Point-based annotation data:
######
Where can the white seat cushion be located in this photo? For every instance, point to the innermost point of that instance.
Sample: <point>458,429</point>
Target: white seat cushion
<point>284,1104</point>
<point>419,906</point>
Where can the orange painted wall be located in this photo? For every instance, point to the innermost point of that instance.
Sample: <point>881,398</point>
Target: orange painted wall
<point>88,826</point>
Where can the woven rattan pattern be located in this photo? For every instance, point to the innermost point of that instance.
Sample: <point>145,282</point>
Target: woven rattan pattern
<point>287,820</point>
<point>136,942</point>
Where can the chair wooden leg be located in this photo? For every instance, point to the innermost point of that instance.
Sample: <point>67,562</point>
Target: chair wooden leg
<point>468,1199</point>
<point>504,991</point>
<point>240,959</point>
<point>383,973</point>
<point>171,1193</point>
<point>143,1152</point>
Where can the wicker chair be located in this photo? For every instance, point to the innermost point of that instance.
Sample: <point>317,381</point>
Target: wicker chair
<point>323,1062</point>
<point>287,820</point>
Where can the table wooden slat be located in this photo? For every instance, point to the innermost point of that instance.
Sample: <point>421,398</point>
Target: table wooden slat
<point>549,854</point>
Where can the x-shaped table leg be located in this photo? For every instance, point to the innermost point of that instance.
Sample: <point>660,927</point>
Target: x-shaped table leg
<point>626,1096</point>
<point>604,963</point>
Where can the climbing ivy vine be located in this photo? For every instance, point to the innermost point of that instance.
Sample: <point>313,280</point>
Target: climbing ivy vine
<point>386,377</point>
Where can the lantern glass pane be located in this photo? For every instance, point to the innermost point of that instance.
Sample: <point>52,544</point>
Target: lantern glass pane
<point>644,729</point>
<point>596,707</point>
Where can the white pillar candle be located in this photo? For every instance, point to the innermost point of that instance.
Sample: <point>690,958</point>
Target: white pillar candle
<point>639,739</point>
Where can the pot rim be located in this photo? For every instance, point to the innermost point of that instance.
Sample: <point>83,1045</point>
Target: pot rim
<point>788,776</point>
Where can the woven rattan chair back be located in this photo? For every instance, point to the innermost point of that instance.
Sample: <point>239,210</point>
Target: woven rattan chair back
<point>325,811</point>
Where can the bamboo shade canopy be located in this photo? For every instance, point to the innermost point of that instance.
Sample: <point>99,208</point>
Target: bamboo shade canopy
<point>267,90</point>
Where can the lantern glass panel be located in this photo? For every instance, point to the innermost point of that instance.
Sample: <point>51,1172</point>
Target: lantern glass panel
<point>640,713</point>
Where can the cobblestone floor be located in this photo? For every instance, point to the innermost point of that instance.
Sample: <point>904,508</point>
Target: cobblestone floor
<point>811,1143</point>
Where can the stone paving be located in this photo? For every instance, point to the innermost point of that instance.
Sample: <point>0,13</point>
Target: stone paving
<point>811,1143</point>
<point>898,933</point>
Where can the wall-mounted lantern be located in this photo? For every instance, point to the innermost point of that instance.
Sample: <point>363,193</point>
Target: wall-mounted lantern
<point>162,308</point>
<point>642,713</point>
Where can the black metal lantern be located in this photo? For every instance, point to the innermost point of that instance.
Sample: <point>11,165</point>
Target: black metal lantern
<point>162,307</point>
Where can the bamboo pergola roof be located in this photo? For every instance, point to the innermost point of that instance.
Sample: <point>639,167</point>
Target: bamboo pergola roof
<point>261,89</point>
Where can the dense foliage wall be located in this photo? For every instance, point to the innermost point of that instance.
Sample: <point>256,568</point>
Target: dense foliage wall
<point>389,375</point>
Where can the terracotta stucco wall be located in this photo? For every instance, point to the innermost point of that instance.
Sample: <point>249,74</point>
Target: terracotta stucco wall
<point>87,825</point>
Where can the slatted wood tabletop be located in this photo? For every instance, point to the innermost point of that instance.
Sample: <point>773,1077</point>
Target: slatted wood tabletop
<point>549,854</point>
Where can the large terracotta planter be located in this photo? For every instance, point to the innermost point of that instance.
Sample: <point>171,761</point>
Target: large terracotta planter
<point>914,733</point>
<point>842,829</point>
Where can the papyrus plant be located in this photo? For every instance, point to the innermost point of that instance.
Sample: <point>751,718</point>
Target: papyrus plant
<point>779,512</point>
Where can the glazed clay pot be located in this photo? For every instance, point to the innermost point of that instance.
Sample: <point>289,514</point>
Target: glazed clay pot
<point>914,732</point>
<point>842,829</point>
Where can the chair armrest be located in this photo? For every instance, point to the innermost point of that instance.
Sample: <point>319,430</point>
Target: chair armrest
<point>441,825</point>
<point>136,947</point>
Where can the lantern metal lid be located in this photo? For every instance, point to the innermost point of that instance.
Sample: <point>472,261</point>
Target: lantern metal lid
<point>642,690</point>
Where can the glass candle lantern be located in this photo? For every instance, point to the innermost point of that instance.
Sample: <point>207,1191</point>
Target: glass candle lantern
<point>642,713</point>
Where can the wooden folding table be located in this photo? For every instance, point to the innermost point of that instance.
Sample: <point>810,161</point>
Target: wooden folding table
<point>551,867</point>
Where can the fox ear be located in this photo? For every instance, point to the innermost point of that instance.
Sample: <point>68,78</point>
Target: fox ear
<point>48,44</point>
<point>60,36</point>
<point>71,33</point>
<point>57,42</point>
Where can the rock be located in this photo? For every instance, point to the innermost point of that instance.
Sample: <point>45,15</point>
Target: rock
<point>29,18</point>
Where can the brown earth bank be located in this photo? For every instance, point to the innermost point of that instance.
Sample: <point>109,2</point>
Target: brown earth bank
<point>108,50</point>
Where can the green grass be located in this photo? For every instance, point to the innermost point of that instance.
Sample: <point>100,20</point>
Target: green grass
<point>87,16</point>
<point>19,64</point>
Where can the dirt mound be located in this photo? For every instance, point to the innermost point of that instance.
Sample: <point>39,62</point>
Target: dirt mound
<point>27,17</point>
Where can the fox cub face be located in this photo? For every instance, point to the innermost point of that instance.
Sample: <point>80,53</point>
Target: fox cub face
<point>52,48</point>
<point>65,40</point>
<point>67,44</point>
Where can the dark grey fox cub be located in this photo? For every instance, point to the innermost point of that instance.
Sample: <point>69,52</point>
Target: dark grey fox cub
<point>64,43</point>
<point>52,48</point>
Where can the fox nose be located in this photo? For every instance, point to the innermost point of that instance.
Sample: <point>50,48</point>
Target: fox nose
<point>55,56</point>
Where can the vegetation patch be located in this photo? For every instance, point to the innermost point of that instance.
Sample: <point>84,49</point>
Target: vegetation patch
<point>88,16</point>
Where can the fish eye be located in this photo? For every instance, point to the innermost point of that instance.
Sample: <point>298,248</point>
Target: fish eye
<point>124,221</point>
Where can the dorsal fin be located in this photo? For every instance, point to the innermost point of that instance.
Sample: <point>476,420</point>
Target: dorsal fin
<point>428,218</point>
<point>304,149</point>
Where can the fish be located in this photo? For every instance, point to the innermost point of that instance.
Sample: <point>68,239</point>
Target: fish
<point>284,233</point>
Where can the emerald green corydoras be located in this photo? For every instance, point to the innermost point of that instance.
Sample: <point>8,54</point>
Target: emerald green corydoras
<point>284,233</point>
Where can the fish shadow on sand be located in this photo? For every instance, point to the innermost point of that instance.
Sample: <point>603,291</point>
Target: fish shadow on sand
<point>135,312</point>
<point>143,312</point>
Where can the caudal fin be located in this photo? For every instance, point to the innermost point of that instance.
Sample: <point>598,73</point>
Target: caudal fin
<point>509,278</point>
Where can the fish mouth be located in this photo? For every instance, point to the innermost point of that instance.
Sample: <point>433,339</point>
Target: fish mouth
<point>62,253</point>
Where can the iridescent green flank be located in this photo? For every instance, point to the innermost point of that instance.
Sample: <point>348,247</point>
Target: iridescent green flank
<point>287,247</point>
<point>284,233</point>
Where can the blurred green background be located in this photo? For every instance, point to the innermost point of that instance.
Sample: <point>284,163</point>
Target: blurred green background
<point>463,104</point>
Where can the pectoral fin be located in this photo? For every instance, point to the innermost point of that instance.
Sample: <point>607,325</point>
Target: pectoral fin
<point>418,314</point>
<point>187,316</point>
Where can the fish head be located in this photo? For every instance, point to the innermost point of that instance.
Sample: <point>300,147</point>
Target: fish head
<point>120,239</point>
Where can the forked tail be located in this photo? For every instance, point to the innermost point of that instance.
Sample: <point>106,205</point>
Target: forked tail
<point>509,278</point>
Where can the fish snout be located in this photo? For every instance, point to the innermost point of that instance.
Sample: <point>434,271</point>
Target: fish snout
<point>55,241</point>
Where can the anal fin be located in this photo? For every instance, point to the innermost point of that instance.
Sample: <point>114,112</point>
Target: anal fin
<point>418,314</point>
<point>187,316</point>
######
* TO BE DONE
Reproduce the lines above verbatim, beginning with the line that contains "Where can the cobblestone" and stopping after the line that contains "<point>162,307</point>".

* CORRECT RESPONSE
Where can the cobblestone floor be located in this photo? For every instance, point to the innermost point of that instance.
Sample: <point>904,508</point>
Target: cobblestone floor
<point>811,1143</point>
Where can the stone paving be located in this photo? For every instance, point to the innermost point of that instance.
Sample: <point>0,13</point>
Target: stone paving
<point>811,1143</point>
<point>898,933</point>
Where can the wall-mounted lantern be located in this photo? For every instance, point to the innermost point of that instance.
Sample: <point>363,193</point>
Target: wall-mounted lantern
<point>162,308</point>
<point>642,713</point>
Where can the black metal lantern be located in this photo? For every instance, point to the innermost point of that instance.
Sample: <point>11,165</point>
Target: black metal lantern
<point>162,307</point>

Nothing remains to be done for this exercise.